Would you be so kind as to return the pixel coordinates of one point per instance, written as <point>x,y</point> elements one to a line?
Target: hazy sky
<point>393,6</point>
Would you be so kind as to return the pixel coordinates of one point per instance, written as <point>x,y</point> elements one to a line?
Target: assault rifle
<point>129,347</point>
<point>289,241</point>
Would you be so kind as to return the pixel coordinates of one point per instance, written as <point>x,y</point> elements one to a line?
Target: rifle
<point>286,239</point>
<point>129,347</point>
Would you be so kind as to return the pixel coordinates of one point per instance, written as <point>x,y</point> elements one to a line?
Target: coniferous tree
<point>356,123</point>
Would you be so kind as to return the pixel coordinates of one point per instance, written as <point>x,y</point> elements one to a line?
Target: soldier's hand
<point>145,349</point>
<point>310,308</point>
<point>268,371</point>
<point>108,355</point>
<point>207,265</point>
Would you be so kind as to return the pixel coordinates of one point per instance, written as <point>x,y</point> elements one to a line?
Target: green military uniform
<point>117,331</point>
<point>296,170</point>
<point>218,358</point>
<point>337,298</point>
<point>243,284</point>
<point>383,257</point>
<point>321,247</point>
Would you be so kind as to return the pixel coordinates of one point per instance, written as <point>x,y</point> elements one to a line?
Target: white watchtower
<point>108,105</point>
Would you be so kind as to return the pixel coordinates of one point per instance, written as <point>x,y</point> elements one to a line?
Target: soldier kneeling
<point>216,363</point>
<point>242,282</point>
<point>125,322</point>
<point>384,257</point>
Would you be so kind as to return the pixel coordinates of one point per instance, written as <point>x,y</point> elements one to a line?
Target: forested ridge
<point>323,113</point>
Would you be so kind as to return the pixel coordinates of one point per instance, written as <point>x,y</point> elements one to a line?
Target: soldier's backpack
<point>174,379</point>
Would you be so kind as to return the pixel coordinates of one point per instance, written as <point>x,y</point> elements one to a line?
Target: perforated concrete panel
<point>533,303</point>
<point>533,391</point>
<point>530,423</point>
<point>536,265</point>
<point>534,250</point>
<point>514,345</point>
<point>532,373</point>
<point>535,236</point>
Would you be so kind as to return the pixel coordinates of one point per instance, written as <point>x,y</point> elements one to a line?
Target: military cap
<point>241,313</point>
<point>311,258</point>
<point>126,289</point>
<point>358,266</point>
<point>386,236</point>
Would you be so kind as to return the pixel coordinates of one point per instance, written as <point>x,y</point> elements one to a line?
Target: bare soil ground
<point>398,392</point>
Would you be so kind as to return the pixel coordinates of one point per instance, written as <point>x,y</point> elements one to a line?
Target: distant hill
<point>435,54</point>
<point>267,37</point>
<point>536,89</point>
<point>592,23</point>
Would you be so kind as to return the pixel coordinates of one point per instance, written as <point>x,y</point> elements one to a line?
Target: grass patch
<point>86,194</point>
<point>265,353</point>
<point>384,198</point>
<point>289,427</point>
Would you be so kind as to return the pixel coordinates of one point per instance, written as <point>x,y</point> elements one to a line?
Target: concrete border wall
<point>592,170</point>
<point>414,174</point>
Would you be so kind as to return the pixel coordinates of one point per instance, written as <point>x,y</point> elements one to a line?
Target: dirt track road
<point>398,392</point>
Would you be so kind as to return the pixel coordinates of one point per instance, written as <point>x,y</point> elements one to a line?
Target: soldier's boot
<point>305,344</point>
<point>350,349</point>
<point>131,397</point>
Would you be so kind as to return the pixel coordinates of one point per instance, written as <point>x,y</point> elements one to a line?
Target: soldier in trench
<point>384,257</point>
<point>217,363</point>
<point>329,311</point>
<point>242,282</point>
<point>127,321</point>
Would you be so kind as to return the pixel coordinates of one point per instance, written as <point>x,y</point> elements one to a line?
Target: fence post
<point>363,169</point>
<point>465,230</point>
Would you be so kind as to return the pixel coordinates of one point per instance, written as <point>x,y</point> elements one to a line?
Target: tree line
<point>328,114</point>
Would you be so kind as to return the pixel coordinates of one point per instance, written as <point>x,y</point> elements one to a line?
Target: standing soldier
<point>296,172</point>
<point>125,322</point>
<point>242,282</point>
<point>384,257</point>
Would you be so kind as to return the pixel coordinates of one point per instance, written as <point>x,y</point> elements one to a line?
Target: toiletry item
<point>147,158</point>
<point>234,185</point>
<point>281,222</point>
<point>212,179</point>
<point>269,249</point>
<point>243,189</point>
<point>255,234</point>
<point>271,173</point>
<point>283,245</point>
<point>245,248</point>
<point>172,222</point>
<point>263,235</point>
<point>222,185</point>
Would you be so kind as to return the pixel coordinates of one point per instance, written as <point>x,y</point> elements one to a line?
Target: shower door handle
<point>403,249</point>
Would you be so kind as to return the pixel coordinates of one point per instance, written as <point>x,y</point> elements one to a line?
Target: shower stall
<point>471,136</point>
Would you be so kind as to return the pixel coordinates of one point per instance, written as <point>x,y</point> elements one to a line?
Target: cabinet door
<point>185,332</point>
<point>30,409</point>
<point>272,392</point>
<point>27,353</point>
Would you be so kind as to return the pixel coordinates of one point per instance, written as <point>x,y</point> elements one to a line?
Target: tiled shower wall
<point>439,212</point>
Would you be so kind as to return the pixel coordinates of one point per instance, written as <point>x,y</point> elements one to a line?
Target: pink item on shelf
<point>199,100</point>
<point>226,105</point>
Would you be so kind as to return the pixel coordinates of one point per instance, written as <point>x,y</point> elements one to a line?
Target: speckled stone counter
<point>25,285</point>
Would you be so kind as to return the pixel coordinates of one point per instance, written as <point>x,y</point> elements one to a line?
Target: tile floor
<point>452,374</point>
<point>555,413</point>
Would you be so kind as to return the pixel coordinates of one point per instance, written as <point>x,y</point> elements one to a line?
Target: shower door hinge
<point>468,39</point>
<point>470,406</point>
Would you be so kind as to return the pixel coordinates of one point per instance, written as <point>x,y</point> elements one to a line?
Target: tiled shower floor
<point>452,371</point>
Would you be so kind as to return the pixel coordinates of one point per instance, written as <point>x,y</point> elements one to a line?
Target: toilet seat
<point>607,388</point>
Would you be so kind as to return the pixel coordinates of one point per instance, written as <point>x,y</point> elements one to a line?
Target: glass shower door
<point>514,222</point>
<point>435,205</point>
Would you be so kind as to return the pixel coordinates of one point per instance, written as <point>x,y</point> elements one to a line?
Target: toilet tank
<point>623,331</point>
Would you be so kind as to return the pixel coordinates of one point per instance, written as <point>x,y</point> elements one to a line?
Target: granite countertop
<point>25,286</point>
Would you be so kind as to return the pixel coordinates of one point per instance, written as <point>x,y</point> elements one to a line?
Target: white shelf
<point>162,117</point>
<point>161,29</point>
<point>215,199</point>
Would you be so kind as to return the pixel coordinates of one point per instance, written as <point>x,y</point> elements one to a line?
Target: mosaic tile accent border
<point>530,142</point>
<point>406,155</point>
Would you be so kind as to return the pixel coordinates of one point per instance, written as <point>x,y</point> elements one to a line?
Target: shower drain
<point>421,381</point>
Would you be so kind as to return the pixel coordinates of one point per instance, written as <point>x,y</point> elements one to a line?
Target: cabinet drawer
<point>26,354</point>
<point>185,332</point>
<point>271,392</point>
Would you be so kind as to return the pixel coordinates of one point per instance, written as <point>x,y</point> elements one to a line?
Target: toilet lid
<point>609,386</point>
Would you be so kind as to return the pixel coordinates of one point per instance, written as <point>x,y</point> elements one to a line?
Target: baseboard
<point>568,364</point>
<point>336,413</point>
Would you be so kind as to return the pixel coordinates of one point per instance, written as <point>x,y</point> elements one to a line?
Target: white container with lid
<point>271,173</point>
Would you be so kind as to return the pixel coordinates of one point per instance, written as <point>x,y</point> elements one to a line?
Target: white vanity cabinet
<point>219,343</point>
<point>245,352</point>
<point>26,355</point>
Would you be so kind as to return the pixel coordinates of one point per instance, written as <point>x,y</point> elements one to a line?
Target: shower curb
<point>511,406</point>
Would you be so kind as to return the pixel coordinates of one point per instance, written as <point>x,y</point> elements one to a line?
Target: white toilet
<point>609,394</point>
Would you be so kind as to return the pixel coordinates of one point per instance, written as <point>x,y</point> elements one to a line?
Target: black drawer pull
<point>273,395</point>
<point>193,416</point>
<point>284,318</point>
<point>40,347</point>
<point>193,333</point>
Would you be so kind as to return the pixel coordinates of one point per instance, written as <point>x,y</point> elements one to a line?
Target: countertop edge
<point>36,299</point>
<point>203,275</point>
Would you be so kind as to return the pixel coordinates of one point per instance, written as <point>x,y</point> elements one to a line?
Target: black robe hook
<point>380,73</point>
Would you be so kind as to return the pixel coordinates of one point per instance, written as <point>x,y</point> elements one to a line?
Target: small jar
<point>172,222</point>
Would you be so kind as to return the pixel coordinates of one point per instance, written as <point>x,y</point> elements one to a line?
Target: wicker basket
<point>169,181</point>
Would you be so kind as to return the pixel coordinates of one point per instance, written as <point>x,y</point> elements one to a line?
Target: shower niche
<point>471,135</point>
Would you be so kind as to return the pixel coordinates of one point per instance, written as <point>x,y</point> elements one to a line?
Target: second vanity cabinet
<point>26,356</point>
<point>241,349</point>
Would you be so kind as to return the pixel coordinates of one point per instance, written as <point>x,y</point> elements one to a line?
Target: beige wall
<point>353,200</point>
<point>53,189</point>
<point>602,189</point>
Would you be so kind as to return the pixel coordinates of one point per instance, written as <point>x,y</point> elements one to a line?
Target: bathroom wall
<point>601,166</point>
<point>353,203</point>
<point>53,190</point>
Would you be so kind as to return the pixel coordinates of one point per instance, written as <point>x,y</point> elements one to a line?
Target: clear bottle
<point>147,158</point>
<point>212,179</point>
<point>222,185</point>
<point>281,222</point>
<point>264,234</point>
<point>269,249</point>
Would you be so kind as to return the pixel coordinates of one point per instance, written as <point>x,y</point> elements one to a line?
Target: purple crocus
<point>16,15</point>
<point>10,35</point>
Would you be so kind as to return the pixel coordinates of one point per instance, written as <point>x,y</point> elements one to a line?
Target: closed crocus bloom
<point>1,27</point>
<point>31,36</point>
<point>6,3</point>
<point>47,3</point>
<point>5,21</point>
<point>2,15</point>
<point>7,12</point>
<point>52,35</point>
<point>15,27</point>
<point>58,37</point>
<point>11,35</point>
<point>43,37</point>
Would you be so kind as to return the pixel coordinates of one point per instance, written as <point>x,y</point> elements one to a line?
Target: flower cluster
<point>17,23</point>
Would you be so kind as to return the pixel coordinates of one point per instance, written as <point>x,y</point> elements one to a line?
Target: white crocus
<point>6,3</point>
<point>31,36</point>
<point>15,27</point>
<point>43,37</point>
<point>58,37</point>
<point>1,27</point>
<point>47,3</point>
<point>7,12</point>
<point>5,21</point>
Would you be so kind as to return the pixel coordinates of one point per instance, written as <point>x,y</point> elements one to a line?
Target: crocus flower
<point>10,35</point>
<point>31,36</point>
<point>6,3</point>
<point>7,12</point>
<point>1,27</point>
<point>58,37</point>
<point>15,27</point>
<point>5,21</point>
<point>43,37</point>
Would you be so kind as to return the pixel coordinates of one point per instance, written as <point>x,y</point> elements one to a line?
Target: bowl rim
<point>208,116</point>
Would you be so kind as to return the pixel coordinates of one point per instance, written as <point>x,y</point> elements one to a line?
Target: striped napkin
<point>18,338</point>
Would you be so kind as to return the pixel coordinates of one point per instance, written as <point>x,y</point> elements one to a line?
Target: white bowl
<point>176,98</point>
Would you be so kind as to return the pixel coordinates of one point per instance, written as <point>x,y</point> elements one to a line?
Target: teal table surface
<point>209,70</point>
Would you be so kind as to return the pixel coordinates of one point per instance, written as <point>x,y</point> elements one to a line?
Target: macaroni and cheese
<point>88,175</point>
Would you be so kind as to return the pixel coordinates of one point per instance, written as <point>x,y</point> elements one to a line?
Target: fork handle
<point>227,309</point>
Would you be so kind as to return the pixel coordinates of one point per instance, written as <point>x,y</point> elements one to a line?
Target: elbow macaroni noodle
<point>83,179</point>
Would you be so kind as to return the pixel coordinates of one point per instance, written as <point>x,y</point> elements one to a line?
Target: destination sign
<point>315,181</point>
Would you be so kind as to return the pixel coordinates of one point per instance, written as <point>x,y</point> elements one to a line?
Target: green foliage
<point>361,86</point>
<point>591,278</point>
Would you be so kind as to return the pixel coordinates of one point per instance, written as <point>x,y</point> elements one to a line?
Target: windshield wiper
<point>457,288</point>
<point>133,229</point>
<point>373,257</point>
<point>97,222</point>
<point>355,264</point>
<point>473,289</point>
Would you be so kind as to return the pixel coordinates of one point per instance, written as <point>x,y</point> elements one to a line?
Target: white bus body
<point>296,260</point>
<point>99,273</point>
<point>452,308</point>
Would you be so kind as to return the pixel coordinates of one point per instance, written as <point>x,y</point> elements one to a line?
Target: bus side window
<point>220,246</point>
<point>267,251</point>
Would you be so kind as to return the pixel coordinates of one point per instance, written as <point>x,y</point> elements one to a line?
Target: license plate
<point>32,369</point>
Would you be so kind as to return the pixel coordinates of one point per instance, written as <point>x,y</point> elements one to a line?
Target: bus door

==*==

ACTIVITY: Copy exactly the lines that run from the one with "Target: bus side window" to the last line of the material, including both.

WRITTEN SOLUTION:
Target: bus side window
<point>220,246</point>
<point>267,251</point>
Would you be so kind as to return the pixel coordinates of one point per instance, written as <point>x,y</point> elements one to a line?
Target: license plate
<point>32,369</point>
Would you be so kind as to return the pixel coordinates of one point per instance, written as <point>x,y</point> elements one to a line?
Target: bus door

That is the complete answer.